I Corinthians 13:1 tells us what we are without love.  One is a resounding gong.   Surely those sweet grandbabies of mine aren’t gongs.  Following is a story from Ebenezer and Ninety-Eight Friends

Am I a Gong?

            Chopsticks!  I hate hearing those kids play chopsticks on the piano!  Over and over they play it because they don’t know any other music.  It’s not a bad tune.  When you play both parts, it even has a little harmony to it.  It’s just that they play it again and again as if everyone were enjoying a fine performance. 

            This is what I think of when I read in I Corinthians 13.  If we don’t have love, we’re playing chopsticks over and over again—and thinking everyone is enjoying it.  We’re like a “resounding gong or a clanging cymbal.”  

We have a set of presently unused percussion instruments at our church.  After the service, children bang on them until told to stop.

• • • • • • •

> **Your task**
Repeat word for word the part of the gong devotional that begins with the words "This is what" and ends with "told to stop.".

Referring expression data
• • • • • • •

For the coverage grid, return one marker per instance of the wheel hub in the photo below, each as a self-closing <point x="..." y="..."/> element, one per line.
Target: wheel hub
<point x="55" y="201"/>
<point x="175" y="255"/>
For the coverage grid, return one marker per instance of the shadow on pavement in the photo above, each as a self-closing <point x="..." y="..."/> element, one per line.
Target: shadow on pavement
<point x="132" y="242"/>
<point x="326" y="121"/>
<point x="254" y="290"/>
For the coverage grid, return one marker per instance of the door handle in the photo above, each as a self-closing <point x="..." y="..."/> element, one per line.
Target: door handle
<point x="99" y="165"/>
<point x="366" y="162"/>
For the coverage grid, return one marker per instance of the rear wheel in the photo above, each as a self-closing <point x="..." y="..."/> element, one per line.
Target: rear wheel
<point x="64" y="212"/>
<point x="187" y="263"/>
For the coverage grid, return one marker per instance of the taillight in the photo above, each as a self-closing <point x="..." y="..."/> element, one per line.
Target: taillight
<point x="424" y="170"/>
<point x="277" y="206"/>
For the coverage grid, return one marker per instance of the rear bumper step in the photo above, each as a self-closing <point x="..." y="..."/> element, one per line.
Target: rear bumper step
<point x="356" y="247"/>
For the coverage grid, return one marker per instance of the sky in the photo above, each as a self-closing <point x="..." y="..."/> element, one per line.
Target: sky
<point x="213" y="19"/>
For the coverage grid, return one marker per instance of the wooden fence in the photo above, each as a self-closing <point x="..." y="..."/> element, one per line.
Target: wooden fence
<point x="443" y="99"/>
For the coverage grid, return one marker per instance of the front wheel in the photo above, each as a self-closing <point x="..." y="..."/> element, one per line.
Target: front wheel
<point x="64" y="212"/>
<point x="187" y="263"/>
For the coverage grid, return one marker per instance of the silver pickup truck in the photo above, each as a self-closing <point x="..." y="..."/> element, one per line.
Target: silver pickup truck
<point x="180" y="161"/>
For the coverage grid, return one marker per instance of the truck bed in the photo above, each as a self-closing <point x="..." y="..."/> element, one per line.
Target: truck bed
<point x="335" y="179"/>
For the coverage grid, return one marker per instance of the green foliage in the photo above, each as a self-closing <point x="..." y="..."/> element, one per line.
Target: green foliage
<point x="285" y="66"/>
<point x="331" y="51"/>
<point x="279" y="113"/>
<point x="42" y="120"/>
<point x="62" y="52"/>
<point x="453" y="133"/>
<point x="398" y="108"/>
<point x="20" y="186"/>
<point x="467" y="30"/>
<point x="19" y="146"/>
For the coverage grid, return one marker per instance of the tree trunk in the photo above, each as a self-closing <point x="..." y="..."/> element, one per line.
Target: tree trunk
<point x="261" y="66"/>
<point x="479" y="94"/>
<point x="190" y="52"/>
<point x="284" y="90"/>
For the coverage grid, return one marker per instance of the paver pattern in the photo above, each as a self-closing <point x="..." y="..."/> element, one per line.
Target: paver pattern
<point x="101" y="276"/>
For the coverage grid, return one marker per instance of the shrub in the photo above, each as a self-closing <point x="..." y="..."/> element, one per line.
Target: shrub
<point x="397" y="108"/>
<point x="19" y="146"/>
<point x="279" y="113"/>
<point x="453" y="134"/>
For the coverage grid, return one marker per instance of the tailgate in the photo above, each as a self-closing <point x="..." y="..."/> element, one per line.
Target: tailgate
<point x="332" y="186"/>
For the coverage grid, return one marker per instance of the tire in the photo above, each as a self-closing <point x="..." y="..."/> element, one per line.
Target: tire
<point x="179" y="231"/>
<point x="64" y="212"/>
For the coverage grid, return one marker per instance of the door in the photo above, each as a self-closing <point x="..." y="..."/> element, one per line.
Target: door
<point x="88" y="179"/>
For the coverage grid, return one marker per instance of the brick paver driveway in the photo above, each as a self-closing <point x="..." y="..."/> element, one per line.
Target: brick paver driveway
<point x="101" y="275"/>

• • • • • • •

> **Task response**
This is what I think of when I read in I Corinthians 13.  If we don’t have love, we’re playing chopsticks over and over again—and thinking everyone is enjoying it.  We’re like a “resounding gong or a clanging cymbal.”  

We have a set of presently unused percussion instruments at our church.  After the service, children bang on them until told to stop.